**What to do:** Count the lines in the records below that contain the word "coat", and reply with the number alone.

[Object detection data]
>> begin

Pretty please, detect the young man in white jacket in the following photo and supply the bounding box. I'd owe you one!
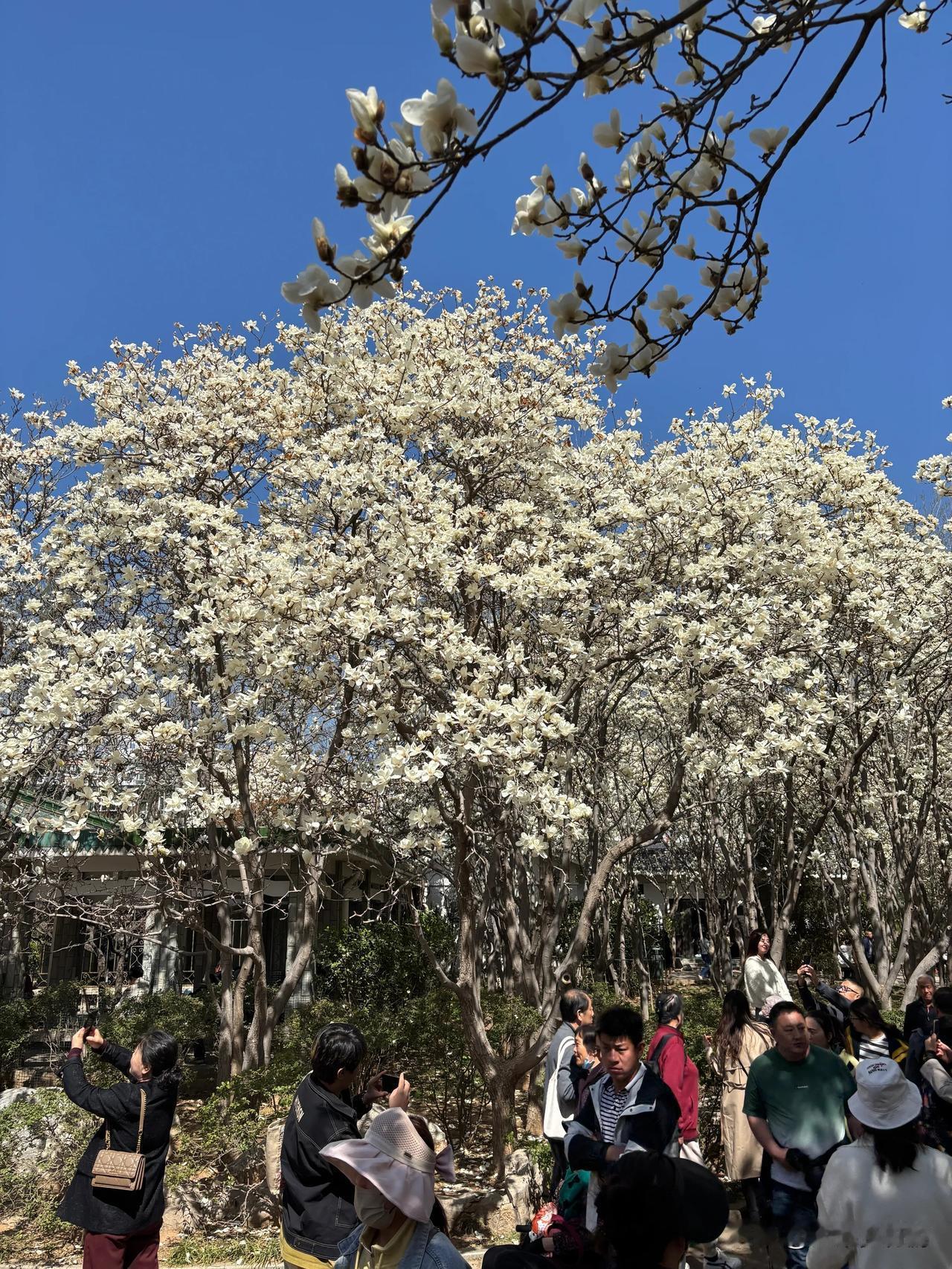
[807,1057,952,1269]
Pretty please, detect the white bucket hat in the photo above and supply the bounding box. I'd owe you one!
[846,1057,923,1128]
[321,1107,437,1221]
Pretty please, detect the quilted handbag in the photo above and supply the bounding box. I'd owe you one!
[93,1089,146,1190]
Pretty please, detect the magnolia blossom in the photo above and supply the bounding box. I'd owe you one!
[649,287,693,330]
[280,264,340,331]
[347,86,383,141]
[591,110,625,150]
[750,13,776,36]
[400,79,477,155]
[898,0,932,32]
[749,126,790,155]
[454,19,503,81]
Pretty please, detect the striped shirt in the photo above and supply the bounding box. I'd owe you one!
[598,1062,645,1143]
[857,1034,890,1061]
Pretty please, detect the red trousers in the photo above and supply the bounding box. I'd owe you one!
[83,1224,161,1269]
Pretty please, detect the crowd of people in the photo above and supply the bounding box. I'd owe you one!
[51,930,952,1269]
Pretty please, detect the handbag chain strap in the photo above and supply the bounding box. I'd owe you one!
[106,1085,146,1154]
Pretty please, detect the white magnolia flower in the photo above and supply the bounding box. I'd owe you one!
[485,0,538,36]
[749,126,790,155]
[591,110,625,150]
[591,344,631,392]
[512,189,562,237]
[400,79,478,156]
[548,272,585,339]
[431,5,453,57]
[562,0,604,27]
[559,236,588,261]
[898,0,929,32]
[361,203,414,259]
[678,0,707,39]
[336,251,396,309]
[649,286,695,331]
[280,264,340,331]
[347,86,382,141]
[456,22,503,83]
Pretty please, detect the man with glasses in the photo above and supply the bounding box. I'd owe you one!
[744,1000,855,1269]
[797,965,866,1029]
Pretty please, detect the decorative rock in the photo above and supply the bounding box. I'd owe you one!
[440,1189,517,1242]
[0,1086,41,1111]
[505,1150,542,1224]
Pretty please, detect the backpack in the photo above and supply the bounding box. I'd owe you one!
[264,1119,286,1198]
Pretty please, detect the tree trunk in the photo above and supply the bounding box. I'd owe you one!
[486,1062,515,1185]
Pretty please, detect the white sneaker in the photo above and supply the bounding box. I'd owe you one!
[703,1247,742,1269]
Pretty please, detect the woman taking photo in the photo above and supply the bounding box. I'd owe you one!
[321,1107,467,1269]
[806,1057,952,1269]
[742,930,794,1014]
[56,1028,179,1269]
[704,991,773,1222]
[846,996,909,1066]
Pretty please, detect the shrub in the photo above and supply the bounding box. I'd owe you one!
[0,1089,97,1231]
[0,982,80,1067]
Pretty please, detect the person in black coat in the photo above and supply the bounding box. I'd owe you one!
[57,1028,179,1269]
[279,1023,410,1269]
[902,974,937,1039]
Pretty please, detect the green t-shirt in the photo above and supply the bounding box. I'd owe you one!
[744,1048,855,1189]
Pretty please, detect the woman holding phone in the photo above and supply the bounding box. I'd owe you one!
[56,1027,180,1269]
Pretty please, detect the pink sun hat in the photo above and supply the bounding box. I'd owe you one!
[321,1107,437,1222]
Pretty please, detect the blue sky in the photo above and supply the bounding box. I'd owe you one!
[0,0,952,496]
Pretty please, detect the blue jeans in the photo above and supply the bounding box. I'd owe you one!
[772,1181,819,1269]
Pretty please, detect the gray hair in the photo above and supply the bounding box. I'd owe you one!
[655,991,684,1027]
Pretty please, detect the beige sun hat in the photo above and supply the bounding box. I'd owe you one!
[846,1057,923,1128]
[321,1107,437,1221]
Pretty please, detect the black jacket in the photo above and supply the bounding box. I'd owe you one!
[902,996,938,1039]
[280,1075,366,1260]
[565,1066,681,1172]
[56,1043,178,1235]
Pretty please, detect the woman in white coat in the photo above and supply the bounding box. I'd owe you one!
[806,1057,952,1269]
[744,930,794,1014]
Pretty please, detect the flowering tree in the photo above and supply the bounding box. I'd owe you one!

>> end

**Task result:** 2